Document:
○ ○ ○

Dès 1844, Liszt avait été nommé maître de chapelle du grand-duc de Saxe-Weimar; mais ses voyages ne lui permettaient pas de remplir assidûment ses fonctions. En 1848, pour éviter les agitations de la politique, il revint prendre la direction définitive de la chapelle et du théâtre. Grâce aux vives sympathies et à la protection du grand-duc, il put bientôt réaliser toutes les réformes musicales qu'il avait rêvées pour ce petit paradis terrestre de Weimar. Chant et orchestre, tout fut réorganisé en sous-œuvre. Une véritable pléïade d'artistes, disciples ardents et convaincus du maître, venaient demander ses conseils, et transformaient la petite résidence en pays lumineux, en véritable foyer de l'art. Il convient d'ajouter que ce cénacle d'imaginations ardentes, désireuses du nouveau, de volontés énergiques souvent dévoyées, devait avoir pour résultat la préconisation d'un système contestable, où le simple, le vrai et le beau ne sont pas toujours en première ligne.
L'école de Weimar a produit une philosophie musicale qui remplace l'inspiration mélodique par la longueur des récits, les accents déclamés par des cris, le sentiment tonal par des harmonies souvent incohérentes; Liszt a été sinon l'inventeur, au moins le protecteur et en quelque sorte le metteur en scène de Wagner. C'est grâce à l'initiative, à la persévérante volonté du grand virtuose que le Tannhäuser et Lohengrin ont été représentés à Weimar. Apôtre convaincu du drame lyrique, wagnérien, Liszt a travaillé pendant de longues années à l'établissement de cette foi nouvelle, dont les partisans sont cependant restés en petit nombre, même en Allemagne.
Liszt a demeuré plusieurs années à Rome avant de retourner en Hongrie. De sérieux projets de mariage avec une princesse russe l'y retenaient, mais un divorce était nécessaire sous l'approbation de l'empereur de Russie, et l'opposition du czar mit à néant ce rêve de bonheur et de repos. Chagriné, désillusionné de la vie, Liszt parut un instant vouloir renoncer au monde pour se vouer à l'existence monastique. Cet horizon restreint ne pouvait suffire à une nature aussi ardente, et la résolution in extremis du grand virtuose fut moins sérieuse que ne le redoutaient ses amis. Malgré le poids des ans, le vieil homme n'était pas mort, et il revint bientôt aux splendeurs, aux adulations, au travail fébrile indispensables à sa vie.

○ ○ ○

[Libellés des points d'objets]

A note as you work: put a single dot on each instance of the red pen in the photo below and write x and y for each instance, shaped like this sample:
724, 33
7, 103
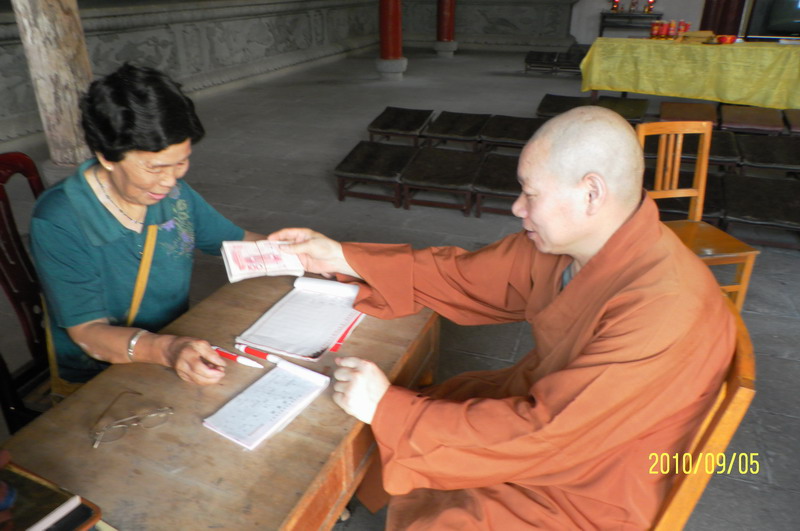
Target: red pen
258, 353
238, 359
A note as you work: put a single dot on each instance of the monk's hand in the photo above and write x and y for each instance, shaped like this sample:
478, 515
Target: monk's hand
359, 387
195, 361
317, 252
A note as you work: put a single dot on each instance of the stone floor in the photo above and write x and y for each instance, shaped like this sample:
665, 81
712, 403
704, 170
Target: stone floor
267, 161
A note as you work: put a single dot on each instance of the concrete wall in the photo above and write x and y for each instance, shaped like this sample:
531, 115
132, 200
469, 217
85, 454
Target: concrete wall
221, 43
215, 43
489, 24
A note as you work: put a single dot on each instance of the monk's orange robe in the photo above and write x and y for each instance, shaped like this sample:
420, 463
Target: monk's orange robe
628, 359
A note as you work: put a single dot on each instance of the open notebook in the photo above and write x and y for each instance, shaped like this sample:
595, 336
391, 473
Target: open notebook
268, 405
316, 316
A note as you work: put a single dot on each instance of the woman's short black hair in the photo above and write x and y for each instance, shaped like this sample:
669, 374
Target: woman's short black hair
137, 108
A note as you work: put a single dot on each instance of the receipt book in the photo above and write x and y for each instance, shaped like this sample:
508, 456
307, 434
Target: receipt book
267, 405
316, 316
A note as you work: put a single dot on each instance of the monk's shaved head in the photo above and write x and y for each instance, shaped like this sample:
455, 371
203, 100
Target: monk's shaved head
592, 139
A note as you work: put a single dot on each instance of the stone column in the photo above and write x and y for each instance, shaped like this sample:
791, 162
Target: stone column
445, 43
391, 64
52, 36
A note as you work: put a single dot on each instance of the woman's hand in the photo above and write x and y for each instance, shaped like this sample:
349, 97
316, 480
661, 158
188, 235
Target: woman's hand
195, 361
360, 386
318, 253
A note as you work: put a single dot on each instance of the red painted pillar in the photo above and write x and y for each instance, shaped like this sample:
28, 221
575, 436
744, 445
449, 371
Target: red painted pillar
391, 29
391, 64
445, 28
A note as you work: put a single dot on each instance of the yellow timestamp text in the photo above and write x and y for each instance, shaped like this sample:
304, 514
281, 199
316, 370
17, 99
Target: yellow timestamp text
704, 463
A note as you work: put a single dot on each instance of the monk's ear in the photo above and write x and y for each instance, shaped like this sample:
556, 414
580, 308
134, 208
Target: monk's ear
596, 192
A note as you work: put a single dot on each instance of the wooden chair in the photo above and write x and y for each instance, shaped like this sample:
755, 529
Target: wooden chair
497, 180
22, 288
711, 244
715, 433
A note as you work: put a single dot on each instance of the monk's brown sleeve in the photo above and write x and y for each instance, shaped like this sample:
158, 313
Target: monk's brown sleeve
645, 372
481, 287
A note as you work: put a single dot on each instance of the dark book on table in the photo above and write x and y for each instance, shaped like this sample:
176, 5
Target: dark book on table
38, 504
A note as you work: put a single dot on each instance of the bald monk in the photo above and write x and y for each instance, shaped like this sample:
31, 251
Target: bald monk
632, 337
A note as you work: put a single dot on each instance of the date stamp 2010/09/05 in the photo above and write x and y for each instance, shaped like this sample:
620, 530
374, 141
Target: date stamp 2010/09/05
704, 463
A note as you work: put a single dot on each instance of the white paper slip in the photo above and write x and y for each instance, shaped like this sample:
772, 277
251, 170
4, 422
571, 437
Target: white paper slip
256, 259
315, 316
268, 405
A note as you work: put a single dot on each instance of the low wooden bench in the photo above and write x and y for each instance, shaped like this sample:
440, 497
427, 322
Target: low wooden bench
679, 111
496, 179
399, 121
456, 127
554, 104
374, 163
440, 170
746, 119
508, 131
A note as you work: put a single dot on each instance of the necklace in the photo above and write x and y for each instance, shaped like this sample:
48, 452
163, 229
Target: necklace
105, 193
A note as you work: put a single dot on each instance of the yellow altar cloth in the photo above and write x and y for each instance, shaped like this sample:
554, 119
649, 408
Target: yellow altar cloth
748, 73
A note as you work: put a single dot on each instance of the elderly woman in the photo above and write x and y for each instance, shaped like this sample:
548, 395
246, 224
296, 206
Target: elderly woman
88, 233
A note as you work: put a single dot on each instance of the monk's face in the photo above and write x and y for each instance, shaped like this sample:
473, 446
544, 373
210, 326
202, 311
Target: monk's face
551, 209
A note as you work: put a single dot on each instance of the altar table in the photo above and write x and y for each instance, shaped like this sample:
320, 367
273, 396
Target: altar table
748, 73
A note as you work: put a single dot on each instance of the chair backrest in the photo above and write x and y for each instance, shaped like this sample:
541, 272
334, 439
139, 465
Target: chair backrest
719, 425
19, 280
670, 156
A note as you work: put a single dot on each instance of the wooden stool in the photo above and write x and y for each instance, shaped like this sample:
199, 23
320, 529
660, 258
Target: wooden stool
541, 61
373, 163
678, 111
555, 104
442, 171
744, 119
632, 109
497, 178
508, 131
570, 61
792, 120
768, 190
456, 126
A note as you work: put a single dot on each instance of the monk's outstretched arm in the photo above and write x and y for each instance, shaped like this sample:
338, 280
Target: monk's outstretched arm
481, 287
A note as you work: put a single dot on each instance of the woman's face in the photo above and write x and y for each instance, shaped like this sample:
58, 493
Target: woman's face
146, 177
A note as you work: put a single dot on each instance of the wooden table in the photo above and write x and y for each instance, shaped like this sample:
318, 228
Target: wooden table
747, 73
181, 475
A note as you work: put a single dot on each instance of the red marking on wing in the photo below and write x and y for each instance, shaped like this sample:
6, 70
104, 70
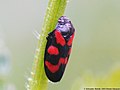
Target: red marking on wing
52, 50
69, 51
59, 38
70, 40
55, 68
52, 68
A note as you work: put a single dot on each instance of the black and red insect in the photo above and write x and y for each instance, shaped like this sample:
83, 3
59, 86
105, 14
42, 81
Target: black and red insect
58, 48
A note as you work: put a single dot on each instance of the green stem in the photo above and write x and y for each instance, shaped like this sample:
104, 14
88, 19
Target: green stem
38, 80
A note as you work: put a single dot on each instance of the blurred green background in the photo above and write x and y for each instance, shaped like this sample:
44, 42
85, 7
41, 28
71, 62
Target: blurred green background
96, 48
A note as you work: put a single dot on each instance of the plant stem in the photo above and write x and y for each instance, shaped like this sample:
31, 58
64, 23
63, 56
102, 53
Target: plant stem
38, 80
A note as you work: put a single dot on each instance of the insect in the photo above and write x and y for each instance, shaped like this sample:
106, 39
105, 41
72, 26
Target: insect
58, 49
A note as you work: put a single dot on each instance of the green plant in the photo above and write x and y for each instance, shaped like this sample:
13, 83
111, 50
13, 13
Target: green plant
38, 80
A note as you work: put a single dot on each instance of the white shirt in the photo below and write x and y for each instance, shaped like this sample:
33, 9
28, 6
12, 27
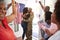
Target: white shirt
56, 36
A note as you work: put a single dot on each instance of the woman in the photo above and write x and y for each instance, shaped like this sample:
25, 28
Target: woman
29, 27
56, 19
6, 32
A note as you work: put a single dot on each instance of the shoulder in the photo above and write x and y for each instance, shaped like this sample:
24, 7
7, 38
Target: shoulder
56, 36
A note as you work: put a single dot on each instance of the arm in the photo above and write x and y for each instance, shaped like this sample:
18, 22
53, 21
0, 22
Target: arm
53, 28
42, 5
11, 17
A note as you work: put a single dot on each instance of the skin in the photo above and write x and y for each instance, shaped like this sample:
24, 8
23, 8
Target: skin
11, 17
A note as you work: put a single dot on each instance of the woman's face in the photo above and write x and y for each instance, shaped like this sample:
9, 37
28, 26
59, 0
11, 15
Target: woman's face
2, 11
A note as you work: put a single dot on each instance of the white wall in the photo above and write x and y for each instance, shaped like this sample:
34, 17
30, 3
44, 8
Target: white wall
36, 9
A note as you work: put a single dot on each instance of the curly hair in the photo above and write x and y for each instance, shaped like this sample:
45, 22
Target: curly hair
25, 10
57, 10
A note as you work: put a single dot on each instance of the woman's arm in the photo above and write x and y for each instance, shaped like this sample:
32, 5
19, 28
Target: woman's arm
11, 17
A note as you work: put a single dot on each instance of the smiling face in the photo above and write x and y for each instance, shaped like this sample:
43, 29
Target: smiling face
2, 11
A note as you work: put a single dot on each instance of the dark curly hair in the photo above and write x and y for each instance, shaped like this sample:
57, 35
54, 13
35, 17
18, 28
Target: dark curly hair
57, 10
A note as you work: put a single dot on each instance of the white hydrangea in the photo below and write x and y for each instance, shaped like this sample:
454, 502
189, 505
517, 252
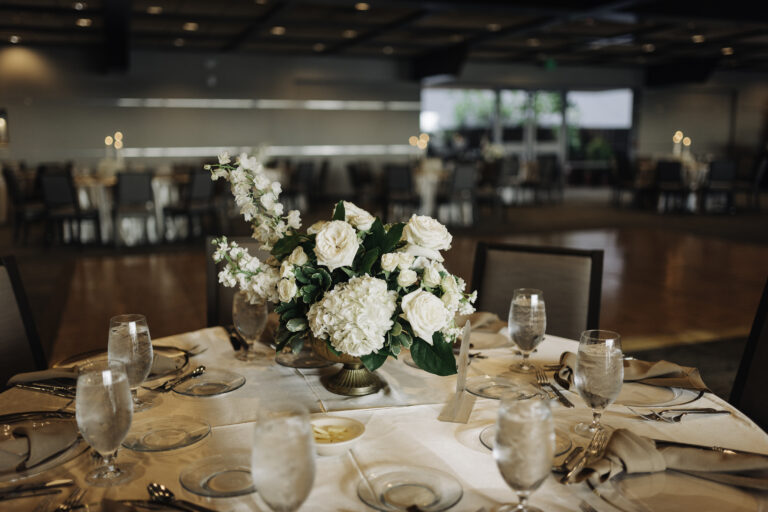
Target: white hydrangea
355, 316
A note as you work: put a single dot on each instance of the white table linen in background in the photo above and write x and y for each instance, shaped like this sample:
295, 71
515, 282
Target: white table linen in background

○ ○ ○

Consignes:
1. Selon le texte sur Liszt, la philosophie musicale de l'école de Weimar remplace certains éléments par d'autres. Énumérez, s'il vous plaît, chacun de ces remplacements.
2. Relevez toutes les lignes du listing qui contiennent le mot « wall », en tenant compte de la casse.

Réponses attendues:
1.
- L'inspiration mélodique est remplacée par la longueur des récits.
- Les accents déclamés sont remplacés par des cris.
- Le sentiment tonal est remplacé par des harmonies souvent incohérentes.

2.
A note as you work: put a single dot on each instance of the concrete wall in the photo above and write x and y for each instance, shaped like this sample:
Target: concrete wall
A note as you work: put a single dot on each instance of the white wall in the photo above and write x and y for each instance, shaped like this sample:
Target: white wall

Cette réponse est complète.